- _Exercise directions_
Rewrite these lines with "even-odd" switched to "nonzero" everywhere it occurs, and keep everything else unchanged.

╭─ Rows

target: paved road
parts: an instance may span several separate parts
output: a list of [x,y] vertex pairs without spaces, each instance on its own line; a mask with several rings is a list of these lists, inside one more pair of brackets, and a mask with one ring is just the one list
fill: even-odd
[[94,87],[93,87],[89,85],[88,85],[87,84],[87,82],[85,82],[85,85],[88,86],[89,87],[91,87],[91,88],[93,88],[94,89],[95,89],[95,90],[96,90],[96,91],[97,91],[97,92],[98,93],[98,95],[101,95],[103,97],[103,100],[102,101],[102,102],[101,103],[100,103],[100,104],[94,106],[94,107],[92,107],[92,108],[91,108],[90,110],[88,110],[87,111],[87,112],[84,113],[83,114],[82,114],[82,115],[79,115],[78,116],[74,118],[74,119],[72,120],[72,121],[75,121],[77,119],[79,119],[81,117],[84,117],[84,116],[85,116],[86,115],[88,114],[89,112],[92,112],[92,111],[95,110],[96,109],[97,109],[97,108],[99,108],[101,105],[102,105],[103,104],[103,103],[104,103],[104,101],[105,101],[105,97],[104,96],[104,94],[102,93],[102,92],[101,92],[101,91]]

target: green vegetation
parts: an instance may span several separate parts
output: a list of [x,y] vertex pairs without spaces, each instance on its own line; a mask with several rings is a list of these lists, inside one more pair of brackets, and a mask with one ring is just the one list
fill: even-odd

╰─

- _Written response_
target: paved road
parts: an instance may span several separate parts
output: a list of [x,y] vertex pairs without spaces, each instance on its own line; a mask with several rings is a list of these lists, inside one more pair of brackets, and a mask with one ring is just the one list
fill: nonzero
[[94,87],[93,87],[89,85],[88,85],[87,84],[87,82],[85,82],[85,85],[88,86],[89,87],[91,87],[91,88],[93,88],[94,89],[95,89],[95,90],[96,90],[96,91],[97,91],[97,92],[98,93],[98,95],[101,95],[103,97],[103,100],[102,101],[102,102],[101,103],[100,103],[100,104],[94,106],[94,107],[92,107],[92,108],[91,108],[90,110],[88,110],[87,111],[87,112],[84,113],[83,114],[82,114],[82,115],[79,115],[78,116],[74,118],[74,119],[72,120],[72,121],[75,121],[77,119],[79,119],[81,117],[84,117],[84,116],[85,116],[86,115],[88,114],[89,112],[92,112],[92,111],[95,110],[96,109],[97,109],[97,108],[99,108],[101,105],[102,105],[103,104],[103,103],[104,103],[104,101],[105,101],[105,97],[104,96],[104,94],[102,93],[102,92],[101,92],[101,91]]

target: green vegetation
parts: an instance may span several separate parts
output: a list of [x,y] vertex pairs without spaces, each instance on its own line; a mask with several rings is a list of these lists, inside one more pair of brackets, and a mask with one ring is just the one list
fill: nonzero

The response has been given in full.